▸ Yapılacak görev: Koronavirüs döneminde tüketicinin alışveriş eğilimlerini anlatan metni, tek bir harfini bile değiştirmeden baştan sona aktarın.

▸ Verilen metin:
------------------------------------------------------------

Koronavirüs’ün ortaya ilk çıkışıyla marketlere akın eden tüketicinin “stoklama” eğilimi hiç olmadığı kadar yükseldiğini gördük. Ülkemizde özellikle un, markarna, temizlik ürünleri, su ve tuvalet kağıdı bu konuda başı çeken ürünler. “Alışverişte Hijyen” konseptinin hiç olmadığı kadar önem kazandığı bu dönemde tahmin edileceği gibi internet alışverişleri de arttı. Hijyen ve Gıda kategorilerde E-Ticaret sitelerindeki ziyaret oranı %30 oranlarında arttı. Talebin arttığı ürünlerdeki fahiş fiyat artışları tüketiciyi derinden sarstı. Ortalama fiyatlardaki artış tüketicinin ekonomik anlamda endişe duymasına ve “acaba işimi kaybeder miyim?” diye düşünmesine de yol açtı.

------------------------------------------------------------

▸ Sağlanan veriler:
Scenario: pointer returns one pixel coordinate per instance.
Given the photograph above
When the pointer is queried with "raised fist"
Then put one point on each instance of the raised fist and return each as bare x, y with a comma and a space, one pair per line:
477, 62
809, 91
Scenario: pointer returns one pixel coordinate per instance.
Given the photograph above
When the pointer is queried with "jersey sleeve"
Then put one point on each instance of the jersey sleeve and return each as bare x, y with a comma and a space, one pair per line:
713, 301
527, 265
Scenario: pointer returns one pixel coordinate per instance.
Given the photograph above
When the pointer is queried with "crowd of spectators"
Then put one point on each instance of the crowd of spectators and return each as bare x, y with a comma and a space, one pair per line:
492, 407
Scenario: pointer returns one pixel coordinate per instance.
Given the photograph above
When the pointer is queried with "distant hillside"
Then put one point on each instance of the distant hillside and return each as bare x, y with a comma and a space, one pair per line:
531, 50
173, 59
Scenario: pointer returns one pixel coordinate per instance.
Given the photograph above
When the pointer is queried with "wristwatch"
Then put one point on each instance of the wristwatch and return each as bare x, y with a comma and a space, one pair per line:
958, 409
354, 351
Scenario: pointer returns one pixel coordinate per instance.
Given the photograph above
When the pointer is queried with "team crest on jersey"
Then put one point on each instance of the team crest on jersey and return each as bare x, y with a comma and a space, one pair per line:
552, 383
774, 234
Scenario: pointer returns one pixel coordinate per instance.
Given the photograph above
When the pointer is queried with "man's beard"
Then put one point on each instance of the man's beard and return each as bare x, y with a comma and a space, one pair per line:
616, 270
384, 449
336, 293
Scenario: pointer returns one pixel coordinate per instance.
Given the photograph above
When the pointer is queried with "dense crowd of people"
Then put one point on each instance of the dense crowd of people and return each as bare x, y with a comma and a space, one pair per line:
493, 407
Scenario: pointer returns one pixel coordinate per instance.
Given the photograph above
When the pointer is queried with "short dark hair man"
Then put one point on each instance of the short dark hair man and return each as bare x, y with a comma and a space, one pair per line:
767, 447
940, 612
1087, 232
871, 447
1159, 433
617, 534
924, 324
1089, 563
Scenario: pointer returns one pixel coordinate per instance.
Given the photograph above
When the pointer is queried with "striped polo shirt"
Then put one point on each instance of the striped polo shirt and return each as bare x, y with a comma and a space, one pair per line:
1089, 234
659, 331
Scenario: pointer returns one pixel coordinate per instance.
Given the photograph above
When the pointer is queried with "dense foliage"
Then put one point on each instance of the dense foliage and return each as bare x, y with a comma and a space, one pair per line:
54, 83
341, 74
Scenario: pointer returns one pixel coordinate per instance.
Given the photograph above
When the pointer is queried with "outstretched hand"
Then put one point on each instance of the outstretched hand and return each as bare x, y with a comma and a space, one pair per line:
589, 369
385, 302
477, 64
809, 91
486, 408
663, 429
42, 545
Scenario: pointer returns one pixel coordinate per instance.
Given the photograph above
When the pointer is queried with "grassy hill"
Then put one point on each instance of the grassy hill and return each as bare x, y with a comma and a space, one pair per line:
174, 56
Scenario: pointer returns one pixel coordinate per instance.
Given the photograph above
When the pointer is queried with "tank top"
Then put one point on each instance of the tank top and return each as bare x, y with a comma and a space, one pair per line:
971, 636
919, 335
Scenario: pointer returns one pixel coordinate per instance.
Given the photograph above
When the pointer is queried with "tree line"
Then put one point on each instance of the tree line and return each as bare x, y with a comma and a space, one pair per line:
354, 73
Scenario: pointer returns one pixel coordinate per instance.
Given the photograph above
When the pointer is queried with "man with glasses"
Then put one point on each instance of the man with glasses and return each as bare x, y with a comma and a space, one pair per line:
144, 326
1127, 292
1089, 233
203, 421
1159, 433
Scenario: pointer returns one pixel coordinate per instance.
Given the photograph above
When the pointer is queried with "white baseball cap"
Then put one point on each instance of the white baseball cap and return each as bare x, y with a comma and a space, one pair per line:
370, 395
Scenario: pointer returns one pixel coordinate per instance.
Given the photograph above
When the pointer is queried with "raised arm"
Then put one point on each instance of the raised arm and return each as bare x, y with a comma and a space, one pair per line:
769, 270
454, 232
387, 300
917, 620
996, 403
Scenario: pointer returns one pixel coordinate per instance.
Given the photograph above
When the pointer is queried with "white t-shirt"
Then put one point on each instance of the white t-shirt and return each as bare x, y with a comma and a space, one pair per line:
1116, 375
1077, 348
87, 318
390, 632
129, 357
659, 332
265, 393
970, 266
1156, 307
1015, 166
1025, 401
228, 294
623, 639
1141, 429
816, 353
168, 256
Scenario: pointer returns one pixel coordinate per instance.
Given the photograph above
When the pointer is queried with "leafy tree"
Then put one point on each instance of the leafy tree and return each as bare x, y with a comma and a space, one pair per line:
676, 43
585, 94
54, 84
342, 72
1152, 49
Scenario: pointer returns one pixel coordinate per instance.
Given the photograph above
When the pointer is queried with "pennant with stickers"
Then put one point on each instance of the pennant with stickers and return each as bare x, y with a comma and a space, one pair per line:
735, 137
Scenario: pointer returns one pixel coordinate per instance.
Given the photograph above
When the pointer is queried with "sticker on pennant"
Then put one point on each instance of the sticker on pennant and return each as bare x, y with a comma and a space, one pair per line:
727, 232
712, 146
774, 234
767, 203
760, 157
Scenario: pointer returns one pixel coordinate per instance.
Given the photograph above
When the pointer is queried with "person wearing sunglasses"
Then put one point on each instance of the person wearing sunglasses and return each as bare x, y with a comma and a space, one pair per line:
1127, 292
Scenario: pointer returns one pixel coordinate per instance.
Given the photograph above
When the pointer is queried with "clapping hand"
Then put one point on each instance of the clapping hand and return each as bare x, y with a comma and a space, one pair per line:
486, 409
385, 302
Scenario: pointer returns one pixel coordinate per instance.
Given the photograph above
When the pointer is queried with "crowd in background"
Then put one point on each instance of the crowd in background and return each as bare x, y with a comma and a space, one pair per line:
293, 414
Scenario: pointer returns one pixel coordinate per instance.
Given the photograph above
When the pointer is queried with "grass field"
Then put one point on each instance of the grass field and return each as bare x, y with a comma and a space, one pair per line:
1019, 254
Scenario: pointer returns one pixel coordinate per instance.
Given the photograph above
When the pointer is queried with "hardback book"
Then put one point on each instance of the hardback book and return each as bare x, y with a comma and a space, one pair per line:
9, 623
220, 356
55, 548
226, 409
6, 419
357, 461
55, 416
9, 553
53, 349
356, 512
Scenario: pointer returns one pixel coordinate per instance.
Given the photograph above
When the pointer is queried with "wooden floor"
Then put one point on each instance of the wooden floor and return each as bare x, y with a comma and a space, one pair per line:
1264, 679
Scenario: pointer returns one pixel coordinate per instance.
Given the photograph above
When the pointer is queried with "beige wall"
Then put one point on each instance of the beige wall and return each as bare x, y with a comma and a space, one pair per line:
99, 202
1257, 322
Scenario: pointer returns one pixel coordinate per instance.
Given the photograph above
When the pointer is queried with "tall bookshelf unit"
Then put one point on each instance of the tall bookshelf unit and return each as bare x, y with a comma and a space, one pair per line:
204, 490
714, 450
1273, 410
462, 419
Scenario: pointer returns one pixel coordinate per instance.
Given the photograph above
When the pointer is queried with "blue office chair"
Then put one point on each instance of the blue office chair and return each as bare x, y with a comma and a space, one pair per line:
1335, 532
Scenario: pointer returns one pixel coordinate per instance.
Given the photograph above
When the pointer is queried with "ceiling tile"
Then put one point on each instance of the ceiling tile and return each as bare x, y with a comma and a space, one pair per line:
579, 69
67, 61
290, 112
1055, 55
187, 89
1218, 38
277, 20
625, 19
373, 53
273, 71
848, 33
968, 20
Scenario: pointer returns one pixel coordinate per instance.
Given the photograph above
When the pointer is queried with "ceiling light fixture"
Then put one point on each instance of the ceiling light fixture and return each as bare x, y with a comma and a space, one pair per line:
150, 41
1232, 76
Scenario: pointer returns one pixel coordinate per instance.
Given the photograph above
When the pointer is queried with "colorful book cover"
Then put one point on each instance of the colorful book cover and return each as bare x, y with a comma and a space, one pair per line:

------------------------------------------------------------

▸ Sorunun çözümü:
Koronavirüs’ün ortaya ilk çıkışıyla marketlere akın eden tüketicinin “stoklama” eğilimi hiç olmadığı kadar yükseldiğini gördük. Ülkemizde özellikle un, markarna, temizlik ürünleri, su ve tuvalet kağıdı bu konuda başı çeken ürünler. “Alışverişte Hijyen” konseptinin hiç olmadığı kadar önem kazandığı bu dönemde tahmin edileceği gibi internet alışverişleri de arttı. Hijyen ve Gıda kategorilerde E-Ticaret sitelerindeki ziyaret oranı %30 oranlarında arttı. Talebin arttığı ürünlerdeki fahiş fiyat artışları tüketiciyi derinden sarstı. Ortalama fiyatlardaki artış tüketicinin ekonomik anlamda endişe duymasına ve “acaba işimi kaybeder miyim?” diye düşünmesine de yol açtı.